-- Provided text follows --
# bordering on depression



## lucy mulholland

Hi there,

It's been a few weeks since I posted...nothing has changed around here except my H and I spent a tense Christmas together (why did I agree to that?), then I realized how angry I am (he spent most of the day going down to the basement to smoke a joint, and then coming upstairs humming). We've been almost no contact since Dec. 27.

It is SO hard to arrange to share our daughter. I am so angry and don't want to share her, but feeling overloaded doing it all myself. She is 6. 

He wants to borrow the car, he's talking to our friends about how SURE he is that it's over, and then he went to visit our daughter today at a friends' house even though we talked about her being with me all week. 

I just feel so betrayed, and I'm losing my ability to be open. I'm scared that I can't hold on to a vision of us together, in a positive way.

NOw it feels like he just doesn't want to go back on his word, all our friends know he's DONE so he'd look like a wanker or something if he came back home? Why don't more people support their friends to stay in marriages?

Ours is not abusive, or in any way un-fixable, except that he doesn't want to.

My friend thinks I'm ridiculous for holding on this long (he told me it's over seven weeks ago, moved out five) but I have to - it's the only thing saving me. I think.

Where am I going wrong? This feels so awful, and the worst part is I'm doubting my own strength, and starting to let the tension and anger affect my interactions with my daughter.

I also don't want to get out of bed in the morning and have NO interest in cooking.

I wish I could be springing forward, moving on, 180-style, and I'm sort of trying that with the no-contact thing over the past week. But I'm SO ANGRY, it's hard to stay detatched.

We just exchanged a bunch of stupid texts because our babysitter bailed for tomorrow, and I stupidly asked him. He hasn't communicated when he wants to see our daughter, just keeps saying he's willing to "help out" whenever I need it, like he doesn't want to see her any more. 

His inability to speak his needs is SUCH a trigger for me, as it's what happened when he announced it was over. No conversation beforehand, at any point, about what needed to change for him to be willing to stay. He just keeps it bottled up inside.

I feel ready to leave town with my daughter, mostly just so I don't have to see him. I know this is "wrong" but that's how I feel.

HELP! Any renewal of support for the 180 - or how to do it better? Anyone want to rage with me at how ridiculous he's being? Ha ha. 

Any other coping suggestions for the loss of interest in cooking, wanting to much sleep, snapping at my daughter part of things? I feel badly but it just turns into RAGE at him for doing this to us. 

How will I ever come back from such feelings of anger? I genuinely feel like he is ruining both of our lives.
-- Provided text concluded --
-- Exercise data follows --
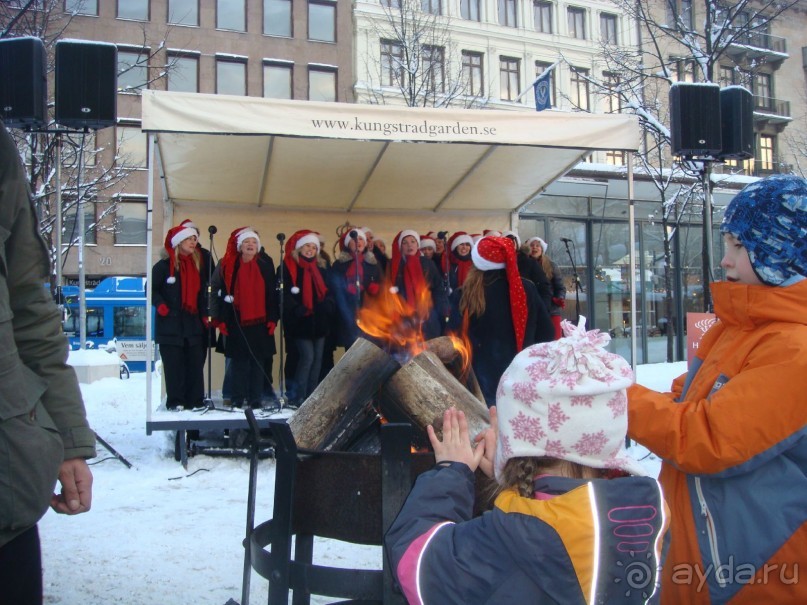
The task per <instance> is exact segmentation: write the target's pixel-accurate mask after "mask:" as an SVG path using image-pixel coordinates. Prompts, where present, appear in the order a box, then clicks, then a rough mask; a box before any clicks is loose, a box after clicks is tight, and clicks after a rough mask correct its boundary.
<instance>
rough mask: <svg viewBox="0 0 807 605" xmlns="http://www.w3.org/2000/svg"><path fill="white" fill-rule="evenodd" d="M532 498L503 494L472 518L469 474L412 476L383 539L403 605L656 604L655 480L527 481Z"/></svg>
mask: <svg viewBox="0 0 807 605" xmlns="http://www.w3.org/2000/svg"><path fill="white" fill-rule="evenodd" d="M535 487H536V491H540V492H543V493H552V494H559V495H555V496H554V497H552V498H551V499H546V500H544V499H542V500H537V499H531V498H523V497H521V496H519V495H518V494H517V493H516V492H515V491H511V490H508V491H505V492H503V493H502V494H501V495H500V496H499V497H498V498H497V499H496V502H495V505H494V509H493V510H492V511H490V512H487V513H484V514H483V515H482V516H481V517H477V518H474V519H472V518H471V515H472V512H473V501H474V475H473V474H472V473H471V471H470V469H469V468H468V466H467V465H465V464H462V463H459V462H451V463H447V464H445V465H438V466H437V467H435V468H434V469H433V470H431V471H428V472H426V473H424V474H422V475H420V477H418V480H417V482H416V483H415V486H414V488H413V489H412V492H411V493H410V494H409V497H408V498H407V500H406V503H405V504H404V506H403V508H402V509H401V512H400V514H399V515H398V518H397V519H396V520H395V521H394V522H393V524H392V526H391V527H390V529H389V531H388V532H387V535H386V537H385V548H386V551H387V554H388V556H389V560H390V564H391V566H392V570H393V573H394V574H395V577H396V579H397V580H398V582H399V584H400V585H401V587H402V588H403V592H404V595H405V596H406V598H407V599H408V601H409V603H410V604H421V603H422V604H424V605H430V604H436V605H451V604H453V603H456V604H457V605H467V604H469V603H473V604H475V605H482V604H490V605H502V604H505V603H519V604H522V603H524V604H526V603H529V604H535V603H540V604H544V603H546V604H555V605H588V604H591V605H593V604H611V603H619V604H632V603H637V604H638V603H657V602H658V596H659V591H658V586H657V584H658V575H659V574H658V569H659V567H660V565H661V561H662V543H663V535H664V532H665V531H666V528H667V526H668V523H669V517H668V513H667V512H666V506H665V504H664V500H663V498H662V495H661V488H660V487H659V485H658V483H657V482H656V481H655V480H654V479H650V478H647V477H626V478H621V479H610V480H608V479H597V480H591V481H584V480H580V479H567V478H563V477H551V476H550V477H542V478H540V479H537V480H536V484H535Z"/></svg>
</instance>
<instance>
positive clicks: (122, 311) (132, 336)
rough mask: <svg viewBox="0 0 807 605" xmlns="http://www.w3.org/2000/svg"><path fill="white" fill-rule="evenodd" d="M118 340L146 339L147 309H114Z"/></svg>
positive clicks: (128, 308) (116, 330) (139, 307)
mask: <svg viewBox="0 0 807 605" xmlns="http://www.w3.org/2000/svg"><path fill="white" fill-rule="evenodd" d="M113 312H114V318H115V337H116V338H145V337H146V307H145V305H140V306H136V307H135V306H132V307H114V309H113Z"/></svg>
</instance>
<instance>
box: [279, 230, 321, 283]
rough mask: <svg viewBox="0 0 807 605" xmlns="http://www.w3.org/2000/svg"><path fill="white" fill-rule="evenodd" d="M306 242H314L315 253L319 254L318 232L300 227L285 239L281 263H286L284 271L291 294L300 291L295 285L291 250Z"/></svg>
mask: <svg viewBox="0 0 807 605" xmlns="http://www.w3.org/2000/svg"><path fill="white" fill-rule="evenodd" d="M306 244H315V245H316V247H317V254H319V233H317V232H316V231H311V230H310V229H300V230H299V231H295V232H294V233H293V234H292V236H291V237H290V238H289V239H287V240H286V253H285V254H284V255H283V264H284V265H286V272H287V273H288V275H289V279H290V280H291V293H292V294H299V293H300V288H299V286H297V263H296V262H295V261H294V256H292V252H294V251H295V250H299V249H300V248H302V247H303V246H305V245H306Z"/></svg>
-- Exercise data concluded --
● **To-do item**: Retype the stretch of the forum post from "I just feel" through "stay in marriages?". The rows have no connection to the forum post.

● **Answer below**:
I just feel so betrayed, and I'm losing my ability to be open. I'm scared that I can't hold on to a vision of us together, in a positive way.

NOw it feels like he just doesn't want to go back on his word, all our friends know he's DONE so he'd look like a wanker or something if he came back home? Why don't more people support their friends to stay in marriages?